Region pointing data:
* * *

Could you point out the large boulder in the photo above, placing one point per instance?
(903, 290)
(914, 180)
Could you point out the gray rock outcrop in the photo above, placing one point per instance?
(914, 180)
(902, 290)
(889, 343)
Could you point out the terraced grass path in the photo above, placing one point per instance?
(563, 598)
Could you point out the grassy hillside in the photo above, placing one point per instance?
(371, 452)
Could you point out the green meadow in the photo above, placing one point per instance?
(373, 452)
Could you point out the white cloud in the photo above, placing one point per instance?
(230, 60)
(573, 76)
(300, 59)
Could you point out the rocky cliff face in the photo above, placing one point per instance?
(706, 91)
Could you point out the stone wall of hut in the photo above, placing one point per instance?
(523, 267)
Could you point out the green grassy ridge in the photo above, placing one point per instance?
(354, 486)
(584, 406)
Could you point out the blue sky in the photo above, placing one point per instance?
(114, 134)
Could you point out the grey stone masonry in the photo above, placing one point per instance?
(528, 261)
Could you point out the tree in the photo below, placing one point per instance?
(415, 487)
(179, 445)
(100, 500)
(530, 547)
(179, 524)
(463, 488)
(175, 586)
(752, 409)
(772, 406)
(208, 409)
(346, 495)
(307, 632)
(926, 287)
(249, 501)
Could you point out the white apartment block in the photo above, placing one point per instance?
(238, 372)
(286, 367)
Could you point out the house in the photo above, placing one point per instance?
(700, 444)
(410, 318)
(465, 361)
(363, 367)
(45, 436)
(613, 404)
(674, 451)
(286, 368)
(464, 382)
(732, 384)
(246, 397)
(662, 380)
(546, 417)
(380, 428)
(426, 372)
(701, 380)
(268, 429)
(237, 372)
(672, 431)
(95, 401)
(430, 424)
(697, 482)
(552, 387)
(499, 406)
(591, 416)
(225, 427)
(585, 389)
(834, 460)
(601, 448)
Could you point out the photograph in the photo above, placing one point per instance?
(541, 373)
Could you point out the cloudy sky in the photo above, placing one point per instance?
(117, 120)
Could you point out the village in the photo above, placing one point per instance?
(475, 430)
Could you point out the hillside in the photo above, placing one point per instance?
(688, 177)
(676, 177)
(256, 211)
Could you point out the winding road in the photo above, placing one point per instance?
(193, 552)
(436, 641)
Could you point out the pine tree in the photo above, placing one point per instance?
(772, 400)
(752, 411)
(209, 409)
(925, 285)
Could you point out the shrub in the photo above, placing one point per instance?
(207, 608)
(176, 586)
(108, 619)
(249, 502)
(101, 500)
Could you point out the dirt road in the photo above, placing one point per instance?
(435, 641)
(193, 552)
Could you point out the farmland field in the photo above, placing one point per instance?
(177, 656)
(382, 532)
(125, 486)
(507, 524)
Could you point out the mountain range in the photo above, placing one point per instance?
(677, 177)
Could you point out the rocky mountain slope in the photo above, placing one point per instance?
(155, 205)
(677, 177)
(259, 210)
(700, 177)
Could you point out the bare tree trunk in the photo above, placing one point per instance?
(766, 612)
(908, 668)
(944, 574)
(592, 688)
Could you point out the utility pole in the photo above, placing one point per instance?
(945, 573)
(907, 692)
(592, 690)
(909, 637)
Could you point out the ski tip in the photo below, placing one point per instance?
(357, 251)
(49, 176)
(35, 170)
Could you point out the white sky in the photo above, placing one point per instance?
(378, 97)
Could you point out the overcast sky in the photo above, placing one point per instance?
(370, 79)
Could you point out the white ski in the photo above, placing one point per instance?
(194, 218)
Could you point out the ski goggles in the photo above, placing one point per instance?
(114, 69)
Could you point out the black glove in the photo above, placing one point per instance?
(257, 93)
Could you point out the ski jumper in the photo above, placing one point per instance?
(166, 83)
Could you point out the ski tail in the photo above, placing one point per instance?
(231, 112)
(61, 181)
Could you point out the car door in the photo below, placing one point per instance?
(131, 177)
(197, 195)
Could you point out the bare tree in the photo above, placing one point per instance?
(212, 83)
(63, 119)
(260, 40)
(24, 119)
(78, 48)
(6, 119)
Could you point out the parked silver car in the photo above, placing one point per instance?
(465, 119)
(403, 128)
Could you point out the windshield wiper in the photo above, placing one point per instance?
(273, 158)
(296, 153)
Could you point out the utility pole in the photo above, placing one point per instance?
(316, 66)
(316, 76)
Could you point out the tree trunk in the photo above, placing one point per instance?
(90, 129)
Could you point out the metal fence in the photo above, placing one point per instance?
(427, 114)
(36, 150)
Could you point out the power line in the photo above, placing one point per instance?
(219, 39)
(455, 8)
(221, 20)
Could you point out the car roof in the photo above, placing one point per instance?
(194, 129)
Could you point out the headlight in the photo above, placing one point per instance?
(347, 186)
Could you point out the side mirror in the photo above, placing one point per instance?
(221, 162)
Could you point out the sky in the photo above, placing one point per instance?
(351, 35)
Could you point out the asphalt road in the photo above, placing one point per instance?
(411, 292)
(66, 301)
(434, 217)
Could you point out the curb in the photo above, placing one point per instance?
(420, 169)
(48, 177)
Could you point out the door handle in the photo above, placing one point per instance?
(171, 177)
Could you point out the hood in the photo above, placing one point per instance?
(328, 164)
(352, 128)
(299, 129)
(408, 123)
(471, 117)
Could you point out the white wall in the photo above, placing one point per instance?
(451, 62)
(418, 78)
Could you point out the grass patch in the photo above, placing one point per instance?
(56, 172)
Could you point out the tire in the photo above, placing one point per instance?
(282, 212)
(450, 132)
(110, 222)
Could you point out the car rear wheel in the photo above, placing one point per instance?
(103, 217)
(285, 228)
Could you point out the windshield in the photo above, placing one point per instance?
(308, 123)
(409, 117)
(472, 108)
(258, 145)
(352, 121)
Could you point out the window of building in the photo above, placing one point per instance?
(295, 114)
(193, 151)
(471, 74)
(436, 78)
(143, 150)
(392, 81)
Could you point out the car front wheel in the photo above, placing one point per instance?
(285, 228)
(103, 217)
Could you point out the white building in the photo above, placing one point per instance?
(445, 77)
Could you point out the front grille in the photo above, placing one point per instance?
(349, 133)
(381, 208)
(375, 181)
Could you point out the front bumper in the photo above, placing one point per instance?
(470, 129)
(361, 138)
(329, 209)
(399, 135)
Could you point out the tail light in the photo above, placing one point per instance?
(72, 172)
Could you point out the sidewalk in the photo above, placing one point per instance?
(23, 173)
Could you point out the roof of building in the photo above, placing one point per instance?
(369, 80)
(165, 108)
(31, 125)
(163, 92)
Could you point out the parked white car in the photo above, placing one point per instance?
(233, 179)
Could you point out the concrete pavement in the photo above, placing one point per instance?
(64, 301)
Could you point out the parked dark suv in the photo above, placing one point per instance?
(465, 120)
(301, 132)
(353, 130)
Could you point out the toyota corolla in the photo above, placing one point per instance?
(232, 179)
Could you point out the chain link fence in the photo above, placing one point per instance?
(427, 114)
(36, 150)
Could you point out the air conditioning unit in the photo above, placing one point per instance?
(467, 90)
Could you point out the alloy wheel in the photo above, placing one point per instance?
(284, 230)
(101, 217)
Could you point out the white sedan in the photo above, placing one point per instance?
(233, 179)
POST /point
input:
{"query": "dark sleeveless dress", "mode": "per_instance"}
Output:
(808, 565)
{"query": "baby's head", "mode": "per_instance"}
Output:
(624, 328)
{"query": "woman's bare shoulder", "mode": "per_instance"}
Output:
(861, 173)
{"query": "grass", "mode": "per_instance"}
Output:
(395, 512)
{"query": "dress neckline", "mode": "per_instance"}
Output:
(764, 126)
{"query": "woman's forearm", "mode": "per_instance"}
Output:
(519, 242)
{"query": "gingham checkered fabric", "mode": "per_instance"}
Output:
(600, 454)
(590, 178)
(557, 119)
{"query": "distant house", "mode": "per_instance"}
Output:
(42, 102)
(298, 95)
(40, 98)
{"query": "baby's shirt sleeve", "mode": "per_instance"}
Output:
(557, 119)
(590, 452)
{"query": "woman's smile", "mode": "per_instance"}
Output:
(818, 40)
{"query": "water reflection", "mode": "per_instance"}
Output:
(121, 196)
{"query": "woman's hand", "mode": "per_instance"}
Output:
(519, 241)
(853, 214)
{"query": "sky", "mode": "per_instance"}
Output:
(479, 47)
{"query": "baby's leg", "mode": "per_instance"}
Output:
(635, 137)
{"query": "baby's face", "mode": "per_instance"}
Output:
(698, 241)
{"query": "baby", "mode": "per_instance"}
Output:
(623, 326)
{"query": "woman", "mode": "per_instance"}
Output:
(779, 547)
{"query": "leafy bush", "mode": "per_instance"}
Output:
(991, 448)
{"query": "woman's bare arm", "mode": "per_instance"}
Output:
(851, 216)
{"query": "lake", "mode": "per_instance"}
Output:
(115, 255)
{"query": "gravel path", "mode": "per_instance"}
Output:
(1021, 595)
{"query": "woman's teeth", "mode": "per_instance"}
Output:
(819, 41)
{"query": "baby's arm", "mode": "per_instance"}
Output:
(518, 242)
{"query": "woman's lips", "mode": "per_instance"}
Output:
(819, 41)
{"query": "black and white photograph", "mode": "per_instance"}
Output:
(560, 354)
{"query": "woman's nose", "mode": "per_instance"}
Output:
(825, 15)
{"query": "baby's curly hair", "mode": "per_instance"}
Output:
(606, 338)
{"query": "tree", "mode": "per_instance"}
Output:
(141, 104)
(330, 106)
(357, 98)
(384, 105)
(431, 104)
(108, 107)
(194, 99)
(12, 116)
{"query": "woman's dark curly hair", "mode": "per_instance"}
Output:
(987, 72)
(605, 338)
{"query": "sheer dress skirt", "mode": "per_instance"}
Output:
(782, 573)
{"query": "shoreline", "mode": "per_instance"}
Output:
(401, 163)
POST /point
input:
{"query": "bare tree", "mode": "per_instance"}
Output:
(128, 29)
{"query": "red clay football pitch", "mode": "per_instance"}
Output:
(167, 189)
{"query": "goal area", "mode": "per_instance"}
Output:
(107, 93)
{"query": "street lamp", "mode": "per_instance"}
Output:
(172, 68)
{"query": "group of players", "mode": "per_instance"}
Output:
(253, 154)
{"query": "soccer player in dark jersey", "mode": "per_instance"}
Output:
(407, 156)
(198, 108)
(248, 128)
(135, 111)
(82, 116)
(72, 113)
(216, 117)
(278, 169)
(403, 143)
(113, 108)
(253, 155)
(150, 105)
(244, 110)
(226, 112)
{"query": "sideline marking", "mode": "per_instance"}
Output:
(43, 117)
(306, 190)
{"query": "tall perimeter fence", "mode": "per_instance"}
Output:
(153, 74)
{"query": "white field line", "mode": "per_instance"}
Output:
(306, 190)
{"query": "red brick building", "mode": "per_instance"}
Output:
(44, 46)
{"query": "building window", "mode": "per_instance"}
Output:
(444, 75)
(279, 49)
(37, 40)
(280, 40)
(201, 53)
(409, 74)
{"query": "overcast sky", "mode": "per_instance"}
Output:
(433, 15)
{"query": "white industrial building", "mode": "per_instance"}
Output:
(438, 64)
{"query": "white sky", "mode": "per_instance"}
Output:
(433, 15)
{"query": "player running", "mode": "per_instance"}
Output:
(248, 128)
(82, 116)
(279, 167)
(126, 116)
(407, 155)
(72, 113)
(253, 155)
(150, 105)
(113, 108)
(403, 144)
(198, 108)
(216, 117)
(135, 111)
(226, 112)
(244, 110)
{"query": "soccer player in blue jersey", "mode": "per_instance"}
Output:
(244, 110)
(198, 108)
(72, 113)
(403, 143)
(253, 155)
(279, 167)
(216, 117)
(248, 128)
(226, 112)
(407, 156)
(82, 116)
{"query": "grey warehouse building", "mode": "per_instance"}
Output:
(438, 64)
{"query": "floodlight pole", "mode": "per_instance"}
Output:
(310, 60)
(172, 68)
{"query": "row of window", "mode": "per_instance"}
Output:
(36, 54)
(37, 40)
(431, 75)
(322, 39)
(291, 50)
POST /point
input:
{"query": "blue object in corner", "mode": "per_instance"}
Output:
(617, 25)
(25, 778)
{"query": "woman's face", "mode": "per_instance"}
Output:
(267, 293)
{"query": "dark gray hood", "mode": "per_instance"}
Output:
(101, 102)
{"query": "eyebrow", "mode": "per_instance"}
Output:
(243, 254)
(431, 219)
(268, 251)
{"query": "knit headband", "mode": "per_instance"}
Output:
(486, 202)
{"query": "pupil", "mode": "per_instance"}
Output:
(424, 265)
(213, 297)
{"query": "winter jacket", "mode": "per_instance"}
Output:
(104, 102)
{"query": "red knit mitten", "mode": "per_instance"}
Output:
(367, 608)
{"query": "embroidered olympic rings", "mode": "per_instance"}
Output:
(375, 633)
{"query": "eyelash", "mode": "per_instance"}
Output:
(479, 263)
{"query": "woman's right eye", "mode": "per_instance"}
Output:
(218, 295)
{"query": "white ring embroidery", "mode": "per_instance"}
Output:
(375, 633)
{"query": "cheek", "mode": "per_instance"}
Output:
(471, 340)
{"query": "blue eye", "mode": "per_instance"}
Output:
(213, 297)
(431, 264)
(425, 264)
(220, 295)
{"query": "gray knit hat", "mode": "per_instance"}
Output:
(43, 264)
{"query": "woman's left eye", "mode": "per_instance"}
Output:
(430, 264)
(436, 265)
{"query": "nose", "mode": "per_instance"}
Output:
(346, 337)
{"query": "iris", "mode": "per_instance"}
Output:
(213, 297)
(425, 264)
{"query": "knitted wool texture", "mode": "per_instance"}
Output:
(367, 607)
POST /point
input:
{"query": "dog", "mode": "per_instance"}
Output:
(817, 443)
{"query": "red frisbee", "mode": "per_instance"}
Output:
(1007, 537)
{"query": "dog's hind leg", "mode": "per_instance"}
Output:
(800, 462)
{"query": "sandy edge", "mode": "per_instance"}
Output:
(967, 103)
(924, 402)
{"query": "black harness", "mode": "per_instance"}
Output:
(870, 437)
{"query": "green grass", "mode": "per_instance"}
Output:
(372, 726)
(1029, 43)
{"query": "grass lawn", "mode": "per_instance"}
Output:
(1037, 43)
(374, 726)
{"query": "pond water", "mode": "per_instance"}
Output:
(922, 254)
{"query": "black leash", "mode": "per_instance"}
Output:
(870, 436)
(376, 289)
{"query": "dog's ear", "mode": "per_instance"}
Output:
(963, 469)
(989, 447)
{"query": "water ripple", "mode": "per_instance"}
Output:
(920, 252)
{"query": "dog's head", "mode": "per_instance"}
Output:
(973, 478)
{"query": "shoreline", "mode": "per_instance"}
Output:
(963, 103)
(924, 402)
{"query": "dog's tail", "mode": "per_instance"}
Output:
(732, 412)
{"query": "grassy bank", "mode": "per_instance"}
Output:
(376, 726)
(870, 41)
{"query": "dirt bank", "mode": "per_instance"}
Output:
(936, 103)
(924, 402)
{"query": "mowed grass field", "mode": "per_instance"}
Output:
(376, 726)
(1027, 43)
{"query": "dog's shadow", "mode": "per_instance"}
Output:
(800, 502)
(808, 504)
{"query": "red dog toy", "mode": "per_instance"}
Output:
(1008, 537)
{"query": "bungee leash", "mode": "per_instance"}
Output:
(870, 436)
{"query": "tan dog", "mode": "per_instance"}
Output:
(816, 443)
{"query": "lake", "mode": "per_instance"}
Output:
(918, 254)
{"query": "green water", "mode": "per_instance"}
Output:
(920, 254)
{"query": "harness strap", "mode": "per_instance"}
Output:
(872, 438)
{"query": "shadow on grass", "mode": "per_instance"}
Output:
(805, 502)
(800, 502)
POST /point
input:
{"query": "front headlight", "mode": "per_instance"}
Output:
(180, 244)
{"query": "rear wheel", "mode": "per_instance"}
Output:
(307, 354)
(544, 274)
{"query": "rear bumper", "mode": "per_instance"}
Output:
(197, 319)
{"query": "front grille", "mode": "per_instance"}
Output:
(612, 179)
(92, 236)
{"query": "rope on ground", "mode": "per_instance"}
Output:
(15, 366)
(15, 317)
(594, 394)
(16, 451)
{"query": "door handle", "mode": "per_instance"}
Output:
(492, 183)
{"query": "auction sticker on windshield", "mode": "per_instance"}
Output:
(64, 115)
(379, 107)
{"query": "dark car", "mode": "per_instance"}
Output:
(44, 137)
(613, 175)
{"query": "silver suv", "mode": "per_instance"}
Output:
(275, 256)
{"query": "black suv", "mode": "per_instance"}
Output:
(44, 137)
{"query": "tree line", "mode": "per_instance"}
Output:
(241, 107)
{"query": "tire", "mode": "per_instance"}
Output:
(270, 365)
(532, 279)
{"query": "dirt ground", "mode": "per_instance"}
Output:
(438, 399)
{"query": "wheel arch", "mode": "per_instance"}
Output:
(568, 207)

* * *

**WHAT NEEDS TO BE DONE**
Report back each line of the entries that holds the string "curly".

**YOUR SOLUTION**
{"query": "baby's curly hair", "mode": "per_instance"}
{"query": "woman's dark curly hair", "mode": "per_instance"}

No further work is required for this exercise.